▶ [Passage shown]
⁂
The 87-year-old tried to move but her right side was paralyzed. She tried to speak but no words came out. With her left arm, she reached up and pressed her medical alert button. Staff from her senior-living apartment in Detroit Lakes, Minn., arrived immediately and called 911.
"When I couldn't talk, I knew what it was," says Emma, recalling that morning of Aug. 17, 2012. "It's scary when you know you're having a stroke but you don't know how it's going to turn out. I was one of the lucky ones."
Emma's luck hinged on recognizing stroke symptoms, calling for help immediately and receiving advanced care at the right time.
Stroke is the fourth leading cause of death in the United States and the leading cause of serious, long-term disability.
An ambulance whisked Emma to the Detroit Lakes emergency department. The initial assessment indicated an ischemic stroke, the type that responds to the clot-busting "tissue plasminogen activator," or t-Pa, which must be given within three hours of onset of stroke symptoms.
"I knew exactly when my symptoms began," says Emma. "It was 7 a.m. when I was at the counter fixing my breakfast. Suddenly my knees gave out and down I went."
Well within the time frame, Emma was able to receive t-PA. She continued on to Sanford in Fargo. A phone call from the Detroit Lakes ER alerted Sanford of Emma's impending arrival. The call set in motion the finely tuned process that defines Sanford's Stroke Program.
Accredited in 2010 by the Joint Commission, Sanford's Stroke Program strictly follows national standards and recommendations for best possible stroke care. The program brings together every essential element:
"Time is brain," says Molly Byrne, RN, Stroke Program coordinator. "We know that during a stroke, the patient loses brain cells with every passing minute. The faster we can diagnose and treat the patient, the better the outcome."
Midway through the trip from Detroit Lakes to Fargo, the paramedics called Sanford with an update. Emma was regaining strength in her right side but still couldn't talk.
"That was very concerning," says Molly. "That's when we activated our ‘stroke code.' We knew additional treatment might be needed."
The stroke code ensured the team of specialists and services Emma needed would be readily available the moment she arrived. This included a neurologist, CT scanning, a neuroradiologist to read the scan, and an interventional radiologist with expertise in performing advanced stroke treatments.
⁂
▶ [Record extracts]
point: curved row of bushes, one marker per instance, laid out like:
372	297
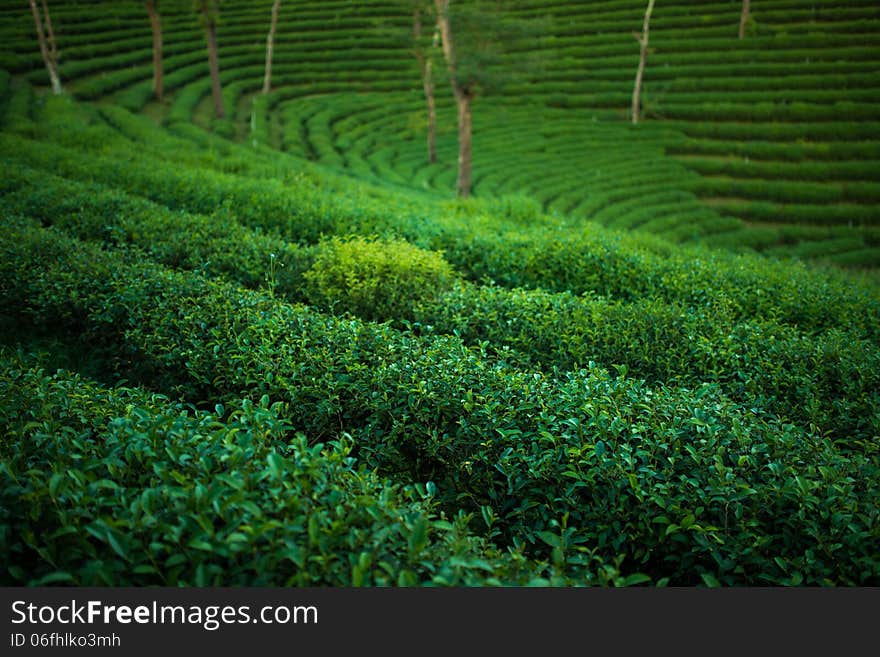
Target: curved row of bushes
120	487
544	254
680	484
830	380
⁂
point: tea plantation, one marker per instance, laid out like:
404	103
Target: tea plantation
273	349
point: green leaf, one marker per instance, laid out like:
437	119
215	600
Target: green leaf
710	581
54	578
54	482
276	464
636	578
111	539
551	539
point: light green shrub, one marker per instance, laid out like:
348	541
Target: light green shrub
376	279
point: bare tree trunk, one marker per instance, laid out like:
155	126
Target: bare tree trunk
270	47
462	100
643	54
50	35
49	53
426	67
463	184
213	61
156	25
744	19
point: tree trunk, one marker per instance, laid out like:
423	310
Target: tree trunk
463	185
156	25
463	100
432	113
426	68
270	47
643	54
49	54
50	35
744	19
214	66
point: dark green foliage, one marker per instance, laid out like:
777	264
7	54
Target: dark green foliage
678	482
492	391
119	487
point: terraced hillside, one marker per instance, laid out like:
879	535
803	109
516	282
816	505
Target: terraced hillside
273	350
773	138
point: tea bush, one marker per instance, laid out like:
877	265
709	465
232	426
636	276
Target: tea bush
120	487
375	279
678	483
⁂
▶ [About this task] Continue the account of Emma's stroke and her treatment through Sanford's Stroke Program, starting after its final sentence.

▶ [Written response]
Emma's brain scan indicated the clot was large, requiring a thrombectomy. Performed by Sanford interventional radiologist Dr. Corey Teigen, this minimally invasive, image-guided procedure successfully removed the clot, restoring blood flow to the brain. Afterwards Emma could talk.
Similar to t-PA, a thrombectomy is time-sensitive. Dr. Teigen reiterates the importance of rapid response: "Our number one message is if you think you're having a stroke, get help immediately. Today's best stroke treatments must take place quickly for maximum effectiveness."
By 11 a.m. that day, Emma was resting comfortably in Sanford's Intensive Care Unit. Her four-day hospital stay included occupational, physical and speech therapy. She continued rehabilitation at a Detroit Lakes nursing home. Twelve days later she returned home to her apartment.
"My kids tell me I came out of this so well because I'm 100 percent Norwegian," Emma says. "I think teamwork might have helped. And I know I had a lot of prayers behind me."
Fully recovered and lively as ever, Emma once again enjoys her crossword puzzles, card games, friends and family. But the stroke that easily could have killed or disabled her is never far from her mind. She shows a pad of paper with five pages of scribbles.
"That morning when I couldn't talk, I tried to write ‘stroke' so my helpers would know what happened," she says. "I couldn't even do that."
Today her message is crystal clear: Recognize stroke symptoms and call 911.
"You don't have to be Norwegian to survive a stroke," says Emma. "Just know the symptoms and get help fast."